> _Extrait_:
Stephane Portet dirige le Sunset Sunside un des plus grands clubs de jazz parisien. Il nous explique longuement le fonctionnement du lieu et sa conception de la programmation.. Dernière innovation qui plaît beaucoup, les concerts à la bougie écolos sans sonorisation ni électricité. Pour l'instant, ils ont lieu une fois par mois. A la rentrée, ce sera sûrement une fois par semaine...

 

Vous êtes actuellement le directeur du " Sunset Sunside ». A l’origine, l’endroit appartenait à votre père.

Oui c’est étonnant d’avoir un papa qui avait un lien aussi emblématique avec des événements aussi forts qui s’y déroulent. Mais à l’époque, je n’étais pas très captivé par la musique que l’on entendait.  J’écoutais beaucoup de musique, j’étais disc jockey à mes heures perdues mais à l’époque le jazz n’était pas ma tasse de thé. C’était plutôt l’ambiance qui m’intéressait, et j’étais très captivé par la nuit. J’allais souvent dans les boîtes de nuit parisiennes et j’aimais cette vie nocturne. C’était dans les années 80, une époque séduisante avec des gens qui savaient faire la fête et qui même s’ils se couchaient tard travaillaient bien le lendemain.  Au départ, je ne me destinais à cette profession. J’ai fait des études commerciales et je vendais des machines à Laver. Or, un jour alors que le lieu était un peu en perdition mon père m’a demandé d’abandonner mon travail et de lui venir en aide. Je connaissais bien l’endroit puisque je le fréquentais régulièrement en tant qu’amateur et fils de patron, et le jour où j’ai mis le pied ici, je suis tombé dans la marmite et je ne l’ai plus quitté. Mais quand j’ai repris les rennes de l’établissement, je n’étais pas suffisamment cultiivé dans le domaine du jazz mais j’ai eu la chance de côtoyer des musiciens qui ont aimé ma démarche et qui m’ont formé à cette musique.

> _Données fournies_:

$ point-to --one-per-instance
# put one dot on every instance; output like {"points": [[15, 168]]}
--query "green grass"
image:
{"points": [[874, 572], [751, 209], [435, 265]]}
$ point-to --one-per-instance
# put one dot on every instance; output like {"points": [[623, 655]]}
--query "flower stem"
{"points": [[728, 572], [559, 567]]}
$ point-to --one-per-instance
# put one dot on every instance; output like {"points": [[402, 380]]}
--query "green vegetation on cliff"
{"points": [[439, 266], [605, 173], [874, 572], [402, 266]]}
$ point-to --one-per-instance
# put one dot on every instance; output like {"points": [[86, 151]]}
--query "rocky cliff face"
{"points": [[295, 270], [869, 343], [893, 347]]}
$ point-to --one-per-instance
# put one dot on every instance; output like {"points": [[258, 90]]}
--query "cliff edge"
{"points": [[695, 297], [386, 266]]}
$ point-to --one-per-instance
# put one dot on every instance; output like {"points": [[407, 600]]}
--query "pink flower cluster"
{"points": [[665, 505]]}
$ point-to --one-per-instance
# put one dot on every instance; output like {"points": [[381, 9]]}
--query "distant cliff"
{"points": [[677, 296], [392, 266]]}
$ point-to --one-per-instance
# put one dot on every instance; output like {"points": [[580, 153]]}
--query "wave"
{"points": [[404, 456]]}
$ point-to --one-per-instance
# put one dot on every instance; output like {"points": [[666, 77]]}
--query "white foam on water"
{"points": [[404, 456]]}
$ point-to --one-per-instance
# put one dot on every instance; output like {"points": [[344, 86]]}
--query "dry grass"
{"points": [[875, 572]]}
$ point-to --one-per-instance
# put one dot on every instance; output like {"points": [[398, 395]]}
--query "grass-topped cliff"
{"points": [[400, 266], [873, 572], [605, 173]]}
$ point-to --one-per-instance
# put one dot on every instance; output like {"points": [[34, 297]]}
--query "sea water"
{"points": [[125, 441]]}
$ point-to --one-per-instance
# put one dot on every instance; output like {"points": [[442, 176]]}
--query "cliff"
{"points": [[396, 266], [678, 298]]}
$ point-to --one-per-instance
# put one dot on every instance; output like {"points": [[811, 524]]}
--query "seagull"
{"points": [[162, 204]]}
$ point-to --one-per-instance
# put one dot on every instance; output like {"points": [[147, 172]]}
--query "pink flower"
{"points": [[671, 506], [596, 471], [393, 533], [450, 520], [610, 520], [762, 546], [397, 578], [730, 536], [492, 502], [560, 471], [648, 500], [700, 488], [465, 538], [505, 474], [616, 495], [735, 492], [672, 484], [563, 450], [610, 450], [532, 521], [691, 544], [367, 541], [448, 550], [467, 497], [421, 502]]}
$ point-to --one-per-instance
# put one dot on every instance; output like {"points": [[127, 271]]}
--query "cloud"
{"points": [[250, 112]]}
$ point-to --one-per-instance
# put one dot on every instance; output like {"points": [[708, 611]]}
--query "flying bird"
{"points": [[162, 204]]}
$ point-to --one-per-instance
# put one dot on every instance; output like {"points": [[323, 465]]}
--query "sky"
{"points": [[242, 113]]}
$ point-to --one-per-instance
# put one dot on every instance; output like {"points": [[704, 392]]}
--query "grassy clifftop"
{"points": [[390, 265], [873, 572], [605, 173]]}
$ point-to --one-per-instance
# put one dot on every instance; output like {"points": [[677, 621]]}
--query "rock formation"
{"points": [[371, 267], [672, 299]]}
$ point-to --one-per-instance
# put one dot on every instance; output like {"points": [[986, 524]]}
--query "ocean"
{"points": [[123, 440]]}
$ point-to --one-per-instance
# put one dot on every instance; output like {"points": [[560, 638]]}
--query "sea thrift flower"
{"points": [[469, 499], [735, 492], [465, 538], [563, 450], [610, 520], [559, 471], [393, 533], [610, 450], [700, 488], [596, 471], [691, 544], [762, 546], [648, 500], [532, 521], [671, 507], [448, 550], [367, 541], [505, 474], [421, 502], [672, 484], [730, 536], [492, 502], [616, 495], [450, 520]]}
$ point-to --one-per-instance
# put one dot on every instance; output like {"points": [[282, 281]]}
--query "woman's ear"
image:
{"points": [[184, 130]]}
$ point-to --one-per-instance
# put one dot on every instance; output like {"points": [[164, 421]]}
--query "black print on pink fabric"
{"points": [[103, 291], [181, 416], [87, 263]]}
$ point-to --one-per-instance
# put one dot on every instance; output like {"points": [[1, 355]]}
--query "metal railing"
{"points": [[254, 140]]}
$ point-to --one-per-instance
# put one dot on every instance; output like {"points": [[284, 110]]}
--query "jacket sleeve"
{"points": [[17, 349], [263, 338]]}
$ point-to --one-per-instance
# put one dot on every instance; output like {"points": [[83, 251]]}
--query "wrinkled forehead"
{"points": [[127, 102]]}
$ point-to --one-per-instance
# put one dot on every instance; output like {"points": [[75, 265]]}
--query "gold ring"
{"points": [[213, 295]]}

> _À faire_:
• 1. Relevez dans l'entretien sur le Sunset Sunside les trois occupations, études ou métiers, que Stéphane Portet mentionne avoir eues avant de diriger le club.
• 2. Répondez aux questions suivantes sur l'entretien sur le Sunset Sunside.
(a) Pour l'instant, à quelle fréquence ont lieu les concerts à la bougie ?
(b) À quelle décennie Stéphane Portet fréquentait-il les boîtes de nuit parisiennes ?
(c) Qui a formé Stéphane Portet au jazz ?
• 3. Écrivez la suite de l'entretien sur le Sunset Sunside après la dernière phrase de Stéphane Portet.
Vous n'aurez pas besoin des lignes.

> _Réponses par consigne_:
• 1.
- Disc jockey à ses heures perdues
- Études commerciales
- Vente de machines à laver

• 2.
(a) Une fois par mois.
(b) Les années 80.
(c) Des musiciens qui ont aimé sa démarche.

• 3.
 

Qu’avez-vous changé, qu’avez-vous gardé par rapport à ce que faisait votre père ?

Mon père n’était pas non plus un grand initié de jazz, il adorait cet endroit mais ce n’était pas sa structure musicale. Il n’a jamais vraiment fréquenté le monde de la musique. Ce qui l’intéressait un peu comme moi c’était l’atmosphère. Des programmateurs se sont occupés du lieu et quand je suis arrivé j’ai eu affaire à tout un collectif de musiciens . Les frères Belmondo, Aldo Romano, Michel Graillier, Henri Texier. Ils ont aimé la générosité dont j’ai fait preuve pour ce lieu , m’ont conseillé dans la programmation et je leur faisais vraiment confiance. Tous ceux qui venaient régulièrement ont repris leur lieu sous leurs ailes et m’ont été d’une aide précieuse…Mon père a vu que je me débrouillais bien et m’a laissé entièrement carte blanche à la fois pour réorganiser le lieu et pour faire la programmation.  Au fur et à mesure, j’ai formaté le lieu dans une énergie et un modèle économique qui a permis de réaliser plein de choses autour du concert et  de nouvelles thématiques.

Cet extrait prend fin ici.